# Description of the task
Copy the lines below word for word, starting with the line that contains "of the industrial" and continuing through the last line, both ends included. Leave the pictures out of your copy.

[Point-based annotation data]
►

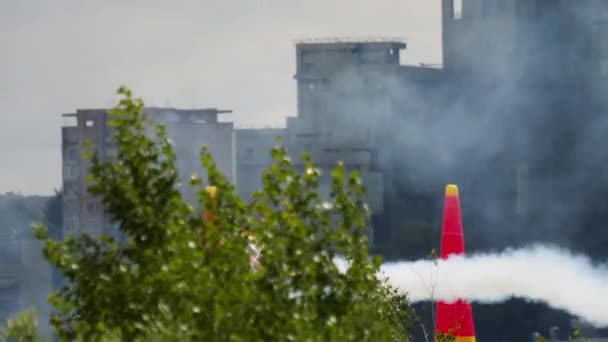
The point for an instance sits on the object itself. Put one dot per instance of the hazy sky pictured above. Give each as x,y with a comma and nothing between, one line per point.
60,55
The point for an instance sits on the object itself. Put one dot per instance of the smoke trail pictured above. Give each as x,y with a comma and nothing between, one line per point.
548,274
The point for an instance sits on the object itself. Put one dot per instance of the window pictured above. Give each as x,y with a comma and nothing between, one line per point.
90,208
249,153
457,9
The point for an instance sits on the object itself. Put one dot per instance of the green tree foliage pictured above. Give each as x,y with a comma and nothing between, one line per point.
180,277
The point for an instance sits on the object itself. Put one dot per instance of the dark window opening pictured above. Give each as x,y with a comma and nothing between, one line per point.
457,9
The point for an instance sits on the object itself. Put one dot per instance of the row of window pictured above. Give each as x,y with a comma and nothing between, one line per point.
518,7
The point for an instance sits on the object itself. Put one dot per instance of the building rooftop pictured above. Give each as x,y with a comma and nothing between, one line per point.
352,40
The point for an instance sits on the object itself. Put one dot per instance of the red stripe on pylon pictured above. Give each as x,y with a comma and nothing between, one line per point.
454,318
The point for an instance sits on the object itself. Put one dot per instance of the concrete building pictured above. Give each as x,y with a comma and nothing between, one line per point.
189,131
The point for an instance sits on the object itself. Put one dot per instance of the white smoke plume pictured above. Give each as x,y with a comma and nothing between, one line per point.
551,275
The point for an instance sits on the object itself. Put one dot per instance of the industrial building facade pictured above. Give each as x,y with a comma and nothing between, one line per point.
188,129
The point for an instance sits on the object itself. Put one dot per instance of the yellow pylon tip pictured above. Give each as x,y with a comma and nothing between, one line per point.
451,190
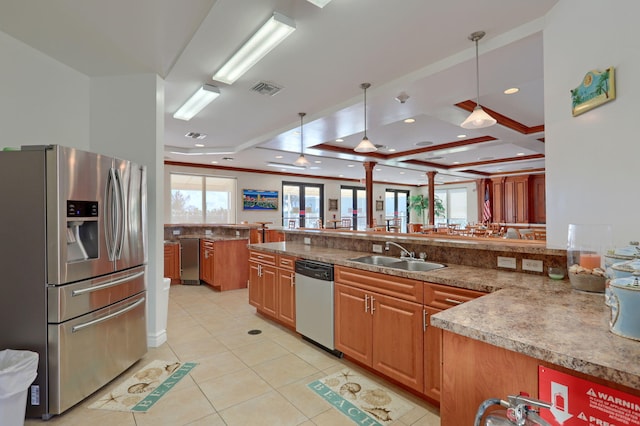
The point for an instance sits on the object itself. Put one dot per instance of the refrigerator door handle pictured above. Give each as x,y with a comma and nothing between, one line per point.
106,317
109,219
107,285
120,211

◄

# Task answer
The point for an instance sits on the object itself. Put one dot per instance of the industrial building facade pictured above. Give each as x,y with a comma and nothing between, one line per point.
188,129
The point for an instance sits on the object itself. Put one dot per instance of the yellow pylon tip pictured above. Give each as x,y with a comma and nothing between, one line per point.
451,190
The point for an instance sits on the object itself. Put one dot per instance of the refrigerator door handle pictured above. Give each as x,y with a comma and nothing between, one line per point.
106,317
109,219
107,285
120,211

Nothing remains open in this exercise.